- _Stated task_:
Your task is to print every entry below exactly as given.

- _Source records_:
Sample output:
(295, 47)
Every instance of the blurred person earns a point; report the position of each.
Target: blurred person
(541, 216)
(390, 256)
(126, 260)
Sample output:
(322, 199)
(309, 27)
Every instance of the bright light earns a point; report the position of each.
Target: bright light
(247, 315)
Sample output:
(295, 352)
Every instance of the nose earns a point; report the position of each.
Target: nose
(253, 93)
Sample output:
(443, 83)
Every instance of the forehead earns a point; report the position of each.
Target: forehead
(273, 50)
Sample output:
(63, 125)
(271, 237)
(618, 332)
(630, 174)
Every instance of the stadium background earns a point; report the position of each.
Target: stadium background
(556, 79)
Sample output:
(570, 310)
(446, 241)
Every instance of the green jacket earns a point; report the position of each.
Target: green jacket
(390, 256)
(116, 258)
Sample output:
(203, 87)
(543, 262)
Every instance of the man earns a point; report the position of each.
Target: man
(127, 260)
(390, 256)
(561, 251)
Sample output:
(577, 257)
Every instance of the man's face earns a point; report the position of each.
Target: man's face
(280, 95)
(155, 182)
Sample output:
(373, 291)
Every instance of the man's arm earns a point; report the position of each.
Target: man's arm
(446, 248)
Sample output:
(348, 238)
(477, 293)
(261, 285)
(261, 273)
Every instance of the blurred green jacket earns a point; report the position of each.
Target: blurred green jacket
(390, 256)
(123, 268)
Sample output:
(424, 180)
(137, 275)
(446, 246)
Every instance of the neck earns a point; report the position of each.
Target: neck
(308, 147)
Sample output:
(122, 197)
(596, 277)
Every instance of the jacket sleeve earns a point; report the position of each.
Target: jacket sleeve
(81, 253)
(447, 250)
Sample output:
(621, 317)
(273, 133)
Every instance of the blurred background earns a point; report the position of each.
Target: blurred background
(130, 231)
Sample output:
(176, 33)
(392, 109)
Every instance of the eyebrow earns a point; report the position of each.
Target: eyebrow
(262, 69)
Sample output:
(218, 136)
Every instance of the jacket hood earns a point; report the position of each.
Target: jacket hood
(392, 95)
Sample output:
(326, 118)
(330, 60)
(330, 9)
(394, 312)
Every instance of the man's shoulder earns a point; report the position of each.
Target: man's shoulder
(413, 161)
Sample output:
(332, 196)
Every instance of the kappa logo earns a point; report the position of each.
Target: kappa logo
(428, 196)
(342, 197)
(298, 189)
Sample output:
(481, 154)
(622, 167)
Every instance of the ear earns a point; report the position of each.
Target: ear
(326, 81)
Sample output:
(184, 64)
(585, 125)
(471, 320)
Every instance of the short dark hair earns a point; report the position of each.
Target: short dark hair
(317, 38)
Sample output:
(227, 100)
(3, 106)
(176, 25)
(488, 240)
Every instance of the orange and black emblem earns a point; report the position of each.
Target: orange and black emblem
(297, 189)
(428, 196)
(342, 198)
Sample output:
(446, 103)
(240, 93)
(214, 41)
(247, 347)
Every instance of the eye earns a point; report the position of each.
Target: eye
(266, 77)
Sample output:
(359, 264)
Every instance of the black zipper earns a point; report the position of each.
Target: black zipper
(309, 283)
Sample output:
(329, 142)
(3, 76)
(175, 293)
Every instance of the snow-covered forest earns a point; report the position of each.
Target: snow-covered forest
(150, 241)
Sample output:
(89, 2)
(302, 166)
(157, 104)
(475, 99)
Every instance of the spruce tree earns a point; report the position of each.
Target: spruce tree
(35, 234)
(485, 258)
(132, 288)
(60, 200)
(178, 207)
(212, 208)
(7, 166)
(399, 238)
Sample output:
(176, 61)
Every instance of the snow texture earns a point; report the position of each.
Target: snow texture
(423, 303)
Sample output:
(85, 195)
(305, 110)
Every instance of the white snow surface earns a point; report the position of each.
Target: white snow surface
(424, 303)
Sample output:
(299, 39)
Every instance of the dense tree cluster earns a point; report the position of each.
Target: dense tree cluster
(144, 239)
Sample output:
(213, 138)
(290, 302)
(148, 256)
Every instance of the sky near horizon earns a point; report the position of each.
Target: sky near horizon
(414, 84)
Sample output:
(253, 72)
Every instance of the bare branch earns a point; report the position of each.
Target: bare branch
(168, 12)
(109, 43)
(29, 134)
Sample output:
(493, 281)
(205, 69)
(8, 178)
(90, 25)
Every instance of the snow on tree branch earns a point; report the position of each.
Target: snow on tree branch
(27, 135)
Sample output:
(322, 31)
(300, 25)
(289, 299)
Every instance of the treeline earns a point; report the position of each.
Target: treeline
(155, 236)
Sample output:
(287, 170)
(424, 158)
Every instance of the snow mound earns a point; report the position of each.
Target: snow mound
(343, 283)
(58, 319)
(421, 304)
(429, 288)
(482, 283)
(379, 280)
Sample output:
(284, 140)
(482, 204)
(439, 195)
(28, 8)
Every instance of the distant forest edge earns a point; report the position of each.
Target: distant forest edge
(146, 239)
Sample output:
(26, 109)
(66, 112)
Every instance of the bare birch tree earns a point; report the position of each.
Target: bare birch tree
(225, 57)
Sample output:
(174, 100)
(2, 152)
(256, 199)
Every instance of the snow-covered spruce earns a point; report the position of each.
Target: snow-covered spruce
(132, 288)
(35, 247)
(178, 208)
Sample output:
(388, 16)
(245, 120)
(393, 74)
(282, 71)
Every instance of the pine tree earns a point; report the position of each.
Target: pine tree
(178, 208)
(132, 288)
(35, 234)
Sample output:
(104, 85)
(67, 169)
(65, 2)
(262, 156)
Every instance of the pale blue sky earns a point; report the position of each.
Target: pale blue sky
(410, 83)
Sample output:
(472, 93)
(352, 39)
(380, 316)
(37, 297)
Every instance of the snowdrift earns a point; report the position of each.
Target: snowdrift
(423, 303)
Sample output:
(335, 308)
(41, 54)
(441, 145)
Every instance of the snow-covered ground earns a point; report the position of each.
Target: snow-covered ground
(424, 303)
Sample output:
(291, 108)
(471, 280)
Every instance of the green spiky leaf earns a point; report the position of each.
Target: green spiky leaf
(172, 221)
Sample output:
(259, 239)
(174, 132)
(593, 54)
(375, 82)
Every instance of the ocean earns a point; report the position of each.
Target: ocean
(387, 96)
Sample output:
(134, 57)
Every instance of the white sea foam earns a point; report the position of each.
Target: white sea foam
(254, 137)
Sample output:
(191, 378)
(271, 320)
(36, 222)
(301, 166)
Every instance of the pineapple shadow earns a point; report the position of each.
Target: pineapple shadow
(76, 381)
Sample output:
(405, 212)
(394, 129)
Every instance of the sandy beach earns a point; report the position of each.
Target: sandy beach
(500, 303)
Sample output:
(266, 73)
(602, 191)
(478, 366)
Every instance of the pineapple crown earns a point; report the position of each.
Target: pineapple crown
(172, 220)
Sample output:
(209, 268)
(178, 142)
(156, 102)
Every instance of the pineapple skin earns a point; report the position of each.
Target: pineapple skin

- _Problem solution_:
Sample output:
(295, 47)
Every instance of the blurred person earns a point; report the position of each.
Target: blurred person
(541, 216)
(390, 256)
(126, 260)
Sample output:
(322, 199)
(309, 27)
Every instance of the bright light earns a point; report the position of each.
Target: bright light
(247, 315)
Sample output:
(295, 352)
Every instance of the nose earns a point; report the position of each.
Target: nose
(253, 93)
Sample output:
(443, 83)
Every instance of the forehead earns a point; report the position of each.
Target: forehead
(273, 50)
Sample output:
(63, 125)
(271, 237)
(618, 332)
(630, 174)
Every instance of the stadium background earns a point; report the position of each.
Target: stadium background
(556, 79)
Sample output:
(570, 310)
(446, 241)
Every instance of the green jacket earns a point; report the position of each.
Target: green jacket
(390, 256)
(116, 258)
Sample output:
(203, 87)
(543, 262)
Every instance of the man earns a point; report the position of each.
Target: man
(127, 260)
(390, 256)
(561, 251)
Sample output:
(577, 257)
Every instance of the man's face earns a point; report the position of each.
Target: man's face
(280, 95)
(155, 182)
Sample output:
(373, 291)
Every instance of the man's arm earns a point; report the position of each.
Target: man's arm
(446, 248)
Sample output:
(348, 238)
(477, 293)
(261, 285)
(261, 273)
Every instance of the blurred green jacket earns a point; report the position of each.
Target: blurred green jacket
(390, 256)
(123, 268)
Sample output:
(424, 180)
(137, 275)
(446, 246)
Every instance of the neck earns a point; report the position of each.
Target: neck
(308, 147)
Sample output:
(122, 197)
(596, 277)
Every instance of the jacket sleeve earns a point; report the position of each.
Target: jacket sleeve
(81, 253)
(447, 250)
Sample output:
(621, 317)
(273, 133)
Every instance of the blurred background earns a point; report the position of each.
Target: blurred background
(130, 231)
Sample output:
(176, 33)
(392, 109)
Every instance of the eyebrow earns a point; report the position of each.
Target: eyebrow
(262, 69)
Sample output:
(218, 136)
Every instance of the jacket hood earns a point; report the position of each.
Target: jacket hood
(392, 95)
Sample output:
(326, 118)
(330, 60)
(330, 9)
(394, 312)
Every instance of the man's shoulder earns a point; report the position of each.
Target: man's shoulder
(413, 161)
Sample output:
(332, 196)
Every instance of the kappa logo earns a point; report the position of each.
Target: kappa logo
(428, 196)
(342, 197)
(298, 189)
Sample output:
(481, 154)
(622, 167)
Every instance of the ear earns a point; report the position of each.
Target: ear
(326, 81)
Sample output:
(184, 64)
(585, 125)
(471, 320)
Every instance of the short dark hair earns a point; report the position of each.
Target: short dark hair
(317, 38)
Sample output:
(227, 100)
(3, 106)
(176, 25)
(488, 240)
Every instance of the orange and black emblem earns a point; report the position of each.
Target: orange and black emblem
(297, 189)
(428, 196)
(342, 198)
Sample output:
(446, 103)
(240, 93)
(214, 41)
(247, 347)
Every instance of the eye earns a point; report the position of each.
Target: eye
(266, 77)
Sample output:
(359, 264)
Every instance of the black zipper earns a point; report the position of each.
Target: black zipper
(309, 283)
Sample output:
(329, 142)
(3, 76)
(175, 293)
Every instance of the snow-covered forest earns a point; report the position of each.
Target: snow-covered forest
(150, 241)
Sample output:
(89, 2)
(302, 166)
(157, 104)
(475, 99)
Every instance of the spruce tree earns a point; report the position of each.
Target: spruce tree
(35, 234)
(485, 258)
(132, 288)
(60, 200)
(178, 207)
(212, 208)
(7, 166)
(399, 238)
Sample output:
(176, 61)
Every instance of the snow texture earns a point; report the position of each.
Target: snow texture
(423, 303)
Sample output:
(85, 195)
(305, 110)
Every instance of the white snow surface earns a point; report the position of each.
Target: white snow surface
(424, 303)
Sample output:
(299, 39)
Every instance of the dense tree cluster earns a point; report the position of each.
Target: dense tree cluster
(144, 239)
Sample output:
(213, 138)
(290, 302)
(148, 256)
Every instance of the sky near horizon earns a point; report the position of each.
Target: sky near horizon
(414, 84)
Sample output:
(253, 72)
Every instance of the bare branch earns a point; report the position of each.
Target: bare branch
(168, 12)
(109, 43)
(29, 134)
Sample output:
(493, 281)
(205, 69)
(8, 178)
(90, 25)
Every instance of the snow on tree branch earns a point; report the position of each.
Target: snow on tree branch
(27, 135)
Sample output:
(322, 31)
(300, 25)
(289, 299)
Every instance of the treeline earns a point; report the position of each.
Target: treeline
(155, 236)
Sample output:
(287, 170)
(424, 158)
Every instance of the snow mound earns a point; report the position of each.
Target: snow mound
(343, 283)
(58, 319)
(421, 304)
(429, 288)
(482, 283)
(379, 280)
Sample output:
(284, 140)
(482, 204)
(439, 195)
(28, 8)
Every instance of the distant forest edge earns a point; report the position of each.
Target: distant forest edge
(146, 239)
Sample output:
(26, 109)
(66, 112)
Every instance of the bare birch tree earns a point; report the position of each.
Target: bare birch tree
(225, 57)
Sample output:
(174, 100)
(2, 152)
(256, 199)
Every instance of the snow-covered spruce earns a point; report the position of each.
Target: snow-covered spruce
(132, 288)
(35, 247)
(178, 208)
Sample output:
(388, 16)
(245, 120)
(393, 74)
(282, 71)
Every instance of the pine tree earns a point; report the position of each.
Target: pine tree
(178, 208)
(132, 288)
(35, 234)
Sample output:
(104, 85)
(67, 169)
(65, 2)
(262, 156)
Every instance of the pale blue sky earns a point; report the position of each.
Target: pale blue sky
(410, 83)
Sample output:
(472, 93)
(352, 39)
(380, 316)
(37, 297)
Every instance of the snowdrift earns a point; report the position of each.
Target: snowdrift
(423, 303)
Sample output:
(335, 308)
(41, 54)
(441, 145)
Every instance of the snow-covered ground earns a point; report the position of each.
Target: snow-covered ground
(424, 303)
Sample output:
(291, 108)
(471, 280)
Every instance of the green spiky leaf earns a point; report the position of each.
Target: green spiky leaf
(172, 221)
Sample output:
(259, 239)
(174, 132)
(593, 54)
(375, 82)
Every instance of the ocean earns a point; report the position of each.
Target: ocean
(387, 96)
Sample output:
(134, 57)
Every instance of the white sea foam earns a point; report the position of each.
Target: white sea foam
(254, 137)
Sample output:
(191, 378)
(271, 320)
(36, 222)
(301, 166)
Every instance of the pineapple shadow earns a point; report the position of each.
Target: pineapple shadow
(76, 381)
Sample output:
(405, 212)
(394, 129)
Every instance of the sandy beach earns a point; report the position of each.
Target: sandy beach
(500, 303)
Sample output:
(266, 73)
(602, 191)
(478, 366)
Every instance of the pineapple crown earns a point; report the position of each.
Target: pineapple crown
(172, 220)
Sample output:
(209, 268)
(178, 142)
(156, 102)
Every instance of the pineapple skin earns a point; report the position of each.
Target: pineapple skin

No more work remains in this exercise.